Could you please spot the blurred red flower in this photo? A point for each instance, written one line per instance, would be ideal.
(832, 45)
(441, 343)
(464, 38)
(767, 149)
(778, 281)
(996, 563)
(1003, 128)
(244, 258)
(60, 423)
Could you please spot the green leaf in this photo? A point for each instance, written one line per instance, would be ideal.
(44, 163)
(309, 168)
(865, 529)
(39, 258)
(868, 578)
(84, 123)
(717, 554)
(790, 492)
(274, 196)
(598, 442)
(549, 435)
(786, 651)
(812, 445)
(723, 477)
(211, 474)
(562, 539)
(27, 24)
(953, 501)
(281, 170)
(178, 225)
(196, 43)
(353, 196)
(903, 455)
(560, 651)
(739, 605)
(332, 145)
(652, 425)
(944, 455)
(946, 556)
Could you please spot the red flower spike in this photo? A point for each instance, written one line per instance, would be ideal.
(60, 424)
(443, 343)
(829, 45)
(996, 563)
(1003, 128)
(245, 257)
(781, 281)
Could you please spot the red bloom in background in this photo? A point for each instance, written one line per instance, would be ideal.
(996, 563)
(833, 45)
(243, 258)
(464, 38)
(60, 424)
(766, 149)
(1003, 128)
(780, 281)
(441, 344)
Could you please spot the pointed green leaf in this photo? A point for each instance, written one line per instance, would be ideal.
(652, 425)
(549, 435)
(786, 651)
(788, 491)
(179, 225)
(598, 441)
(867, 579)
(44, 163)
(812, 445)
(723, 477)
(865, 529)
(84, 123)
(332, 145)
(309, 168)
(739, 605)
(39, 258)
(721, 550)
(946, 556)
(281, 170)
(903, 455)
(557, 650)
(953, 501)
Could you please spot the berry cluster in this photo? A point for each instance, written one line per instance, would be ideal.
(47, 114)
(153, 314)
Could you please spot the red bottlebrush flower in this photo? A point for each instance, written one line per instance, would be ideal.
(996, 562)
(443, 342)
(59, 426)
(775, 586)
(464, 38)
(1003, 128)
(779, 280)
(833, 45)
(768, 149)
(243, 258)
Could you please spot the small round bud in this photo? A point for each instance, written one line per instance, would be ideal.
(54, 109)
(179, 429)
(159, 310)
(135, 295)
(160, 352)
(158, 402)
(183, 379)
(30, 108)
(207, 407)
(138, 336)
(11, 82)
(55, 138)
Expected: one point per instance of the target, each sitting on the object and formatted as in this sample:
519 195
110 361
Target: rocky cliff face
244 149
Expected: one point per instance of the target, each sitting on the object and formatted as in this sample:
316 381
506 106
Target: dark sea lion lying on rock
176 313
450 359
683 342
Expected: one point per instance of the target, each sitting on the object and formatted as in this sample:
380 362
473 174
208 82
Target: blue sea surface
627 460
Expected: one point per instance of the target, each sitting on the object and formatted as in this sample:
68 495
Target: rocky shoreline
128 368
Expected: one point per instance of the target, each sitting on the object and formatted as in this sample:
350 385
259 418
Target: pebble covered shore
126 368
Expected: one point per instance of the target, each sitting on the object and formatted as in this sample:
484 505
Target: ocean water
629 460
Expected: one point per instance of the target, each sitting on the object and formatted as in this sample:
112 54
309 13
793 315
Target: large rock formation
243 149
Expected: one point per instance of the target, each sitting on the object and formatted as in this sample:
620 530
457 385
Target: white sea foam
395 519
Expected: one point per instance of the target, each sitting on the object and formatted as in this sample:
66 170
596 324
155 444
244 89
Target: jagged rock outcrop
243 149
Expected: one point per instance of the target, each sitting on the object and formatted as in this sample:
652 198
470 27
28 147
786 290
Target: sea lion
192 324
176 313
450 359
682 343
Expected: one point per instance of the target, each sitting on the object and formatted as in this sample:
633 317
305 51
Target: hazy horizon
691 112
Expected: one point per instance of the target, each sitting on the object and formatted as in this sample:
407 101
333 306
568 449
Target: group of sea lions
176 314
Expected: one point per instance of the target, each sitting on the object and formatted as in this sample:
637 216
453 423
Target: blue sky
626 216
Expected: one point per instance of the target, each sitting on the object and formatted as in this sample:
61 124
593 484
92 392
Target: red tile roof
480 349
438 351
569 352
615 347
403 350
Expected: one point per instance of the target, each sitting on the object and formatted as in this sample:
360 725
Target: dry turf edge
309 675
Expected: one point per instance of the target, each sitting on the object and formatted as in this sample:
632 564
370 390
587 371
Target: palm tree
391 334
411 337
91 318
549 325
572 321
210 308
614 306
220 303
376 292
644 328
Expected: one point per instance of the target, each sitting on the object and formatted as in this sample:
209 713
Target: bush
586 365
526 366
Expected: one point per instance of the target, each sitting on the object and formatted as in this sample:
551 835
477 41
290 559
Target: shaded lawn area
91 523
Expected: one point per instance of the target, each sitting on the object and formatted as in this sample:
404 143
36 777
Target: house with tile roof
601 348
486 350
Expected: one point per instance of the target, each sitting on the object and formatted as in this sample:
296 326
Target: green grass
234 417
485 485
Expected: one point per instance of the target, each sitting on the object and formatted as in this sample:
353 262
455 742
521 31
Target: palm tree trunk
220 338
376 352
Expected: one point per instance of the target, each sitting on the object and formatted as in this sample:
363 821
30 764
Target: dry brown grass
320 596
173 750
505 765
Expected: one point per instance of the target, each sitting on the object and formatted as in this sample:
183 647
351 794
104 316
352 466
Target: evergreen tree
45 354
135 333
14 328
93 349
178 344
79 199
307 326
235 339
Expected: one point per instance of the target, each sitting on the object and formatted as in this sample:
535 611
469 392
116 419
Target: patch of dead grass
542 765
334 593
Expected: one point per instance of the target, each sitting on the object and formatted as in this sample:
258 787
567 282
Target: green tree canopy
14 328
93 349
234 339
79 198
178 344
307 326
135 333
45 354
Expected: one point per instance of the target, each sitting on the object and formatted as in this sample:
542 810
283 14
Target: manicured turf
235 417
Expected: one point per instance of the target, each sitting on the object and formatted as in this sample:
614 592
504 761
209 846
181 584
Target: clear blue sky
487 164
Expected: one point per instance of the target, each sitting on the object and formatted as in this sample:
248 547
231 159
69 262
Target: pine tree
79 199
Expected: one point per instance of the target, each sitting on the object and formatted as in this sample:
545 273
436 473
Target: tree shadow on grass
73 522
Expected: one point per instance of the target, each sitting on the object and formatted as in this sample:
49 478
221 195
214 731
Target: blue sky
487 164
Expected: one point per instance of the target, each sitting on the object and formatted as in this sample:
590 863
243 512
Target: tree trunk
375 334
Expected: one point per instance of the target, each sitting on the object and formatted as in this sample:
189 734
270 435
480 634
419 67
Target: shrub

§

Try it: Restate the records above exactly.

Task result:
Could you please spot the blurred red flower in this photo? A point for each instance, written one line per instance, would be ideal.
(832, 45)
(441, 343)
(464, 38)
(767, 149)
(778, 281)
(996, 563)
(1003, 128)
(244, 258)
(60, 423)
Could you please spot the green leaf in this photo? A point for each instance, written one line per instance, would be ideal.
(44, 163)
(309, 168)
(865, 529)
(39, 258)
(868, 578)
(84, 123)
(717, 554)
(790, 492)
(274, 196)
(598, 442)
(549, 435)
(786, 651)
(812, 445)
(723, 477)
(211, 474)
(562, 539)
(27, 24)
(953, 501)
(281, 170)
(178, 225)
(196, 43)
(353, 196)
(903, 455)
(560, 651)
(739, 605)
(332, 145)
(652, 425)
(944, 455)
(946, 556)
Could you please spot the red flower spike in this photo? A point for each instance, written one line per instance, would be ideal.
(60, 424)
(443, 343)
(829, 45)
(996, 563)
(1003, 128)
(245, 257)
(781, 281)
Could you please spot the red bloom in background in this photo? A point for each instance, written one line per instance, would be ideal.
(996, 563)
(833, 45)
(243, 258)
(464, 38)
(60, 424)
(766, 149)
(1003, 128)
(780, 281)
(441, 344)
Could you please spot the pointed green leaf in this photo? A point for each instance, written one line per instance, would be ideal.
(652, 425)
(549, 435)
(786, 651)
(788, 491)
(179, 225)
(598, 441)
(867, 579)
(44, 163)
(812, 445)
(723, 477)
(865, 529)
(84, 123)
(332, 145)
(309, 168)
(739, 605)
(39, 258)
(721, 550)
(946, 556)
(281, 170)
(903, 455)
(557, 650)
(953, 501)
Could you please spot the berry cluster in this photo? A point for each instance, written one line per instance, would be ideal.
(47, 114)
(153, 314)
Could you please spot the red bottlebrush flower in this photo? A point for each instance, written one line per instance, would be ideal.
(996, 562)
(443, 342)
(59, 426)
(775, 586)
(464, 38)
(1003, 128)
(779, 280)
(833, 45)
(768, 149)
(243, 258)
Could you please spot the small round bud in this photo? A point for each instance, written one line per instance, would be ideal.
(54, 109)
(179, 429)
(159, 310)
(135, 295)
(160, 352)
(158, 402)
(183, 379)
(30, 108)
(207, 407)
(138, 336)
(11, 82)
(55, 138)
Expected: one point per instance of the target, each sitting on the object and formatted as in this sample:
519 195
110 361
Target: rocky cliff face
244 149
Expected: one point per instance of the target, each sitting on the object and formatted as in this sample:
316 381
506 106
Target: dark sea lion lying on rock
176 313
450 359
683 342
Expected: one point per instance of the target, each sitting on the object and formatted as in this sample:
380 362
473 174
208 82
Target: blue sea surface
627 460
Expected: one point per instance of the target, each sitting on the object and formatted as in this sample:
68 495
Target: rocky shoreline
128 368
Expected: one point per instance of the target, each sitting on the object and formatted as in this sample:
350 385
259 418
Target: pebble covered shore
126 368
Expected: one point per instance of the target, each sitting on the object and formatted as in this sample:
484 505
Target: ocean water
629 460
Expected: one point per instance of the target, each sitting on the object and formatted as in this sample:
112 54
309 13
793 315
Target: large rock formation
243 149
Expected: one point per instance of the target, each sitting on the object and formatted as in this sample:
620 530
457 385
Target: white sea foam
395 519
Expected: one point per instance of the target, each sitting on the object and formatted as in this sample:
66 170
596 324
155 444
244 89
Target: jagged rock outcrop
243 149
Expected: one point per instance of the target, each sitting on the object and formatted as in this sample:
652 198
470 27
28 147
786 290
Target: sea lion
192 324
176 313
450 359
682 343
Expected: one point per instance of the target, each sitting on the object and formatted as in this sample:
633 317
305 51
Target: hazy horizon
691 112
Expected: one point per instance of the target, each sitting on the object and formatted as in this sample:
407 101
333 306
568 449
Target: group of sea lions
176 314
Expected: one point per instance of the target, each sitting on the object and formatted as in this sample:
637 216
453 423
Target: blue sky
626 216
Expected: one point per instance of the target, each sitting on the object and formatted as in this sample:
61 124
593 484
92 392
Target: red tile roof
480 349
438 351
569 352
615 347
403 350
Expected: one point per instance of the target, each sitting on the object and formatted as in this sample:
360 725
Target: dry turf edge
309 675
Expected: one point per instance of the target, each sitting on the object and formatted as in this sample:
632 564
370 390
587 371
Target: palm tree
391 334
411 337
91 318
549 325
572 321
210 308
614 306
220 303
376 292
644 328
Expected: one point per instance of the target, each sitting on the object and formatted as in this sample:
209 713
Target: bush
586 365
526 366
Expected: one point per instance of the target, each sitting on the object and formatted as in this sample:
551 835
477 41
290 559
Target: shaded lawn area
91 523
Expected: one point per instance of the target, each sitting on the object and formatted as in this sample:
404 143
36 777
Target: house with tile roof
601 348
486 350
Expected: one point per instance of the target, each sitting on the object and formatted as in this sample:
296 326
Target: green grass
234 417
485 485
Expected: one point per instance of the target, each sitting on the object and formatted as in this sample:
353 262
455 742
521 31
Target: palm tree trunk
220 338
376 352
Expected: one point per instance of the target, each sitting on the object and formatted as in this sample:
363 821
30 764
Target: dry brown grass
320 596
173 750
505 765
Expected: one point per instance of the target, each sitting on the object and formatted as in this sample:
183 647
351 794
104 316
352 466
Target: evergreen tree
45 354
135 333
14 328
93 349
178 344
79 199
307 326
235 339
Expected: one point per instance of the target, each sitting on the object and formatted as in this sample:
535 611
469 392
116 419
Target: patch of dead grass
542 765
334 593
Expected: one point per instance of the target, each sitting on the object and formatted as in this sample:
258 787
567 282
Target: green tree canopy
14 328
93 349
234 339
79 198
178 344
307 326
135 333
45 354
Expected: one point per instance of the target, each sitting on the object and formatted as in this sample:
542 810
283 14
Target: manicured turf
235 417
Expected: one point per instance of the target, each sitting on the object and formatted as in this sample:
614 592
504 761
209 846
181 584
Target: clear blue sky
487 164
Expected: one point per instance of the target, each sitting on the object and formatted as in this sample:
248 547
231 159
69 262
Target: pine tree
79 199
Expected: one point per instance of the target, each sitting on the object and formatted as in this sample:
545 273
436 473
Target: tree shadow on grass
73 522
Expected: one point per instance of the target, each sitting on the object and formatted as in this sample:
49 478
221 195
214 731
Target: blue sky
487 164
Expected: one point per instance of the target, each sitting on the object and formatted as in this sample:
590 863
243 512
Target: tree trunk
375 334
Expected: one point per instance of the target, each sitting on the object and formatted as in this sample:
189 734
270 435
480 634
419 67
Target: shrub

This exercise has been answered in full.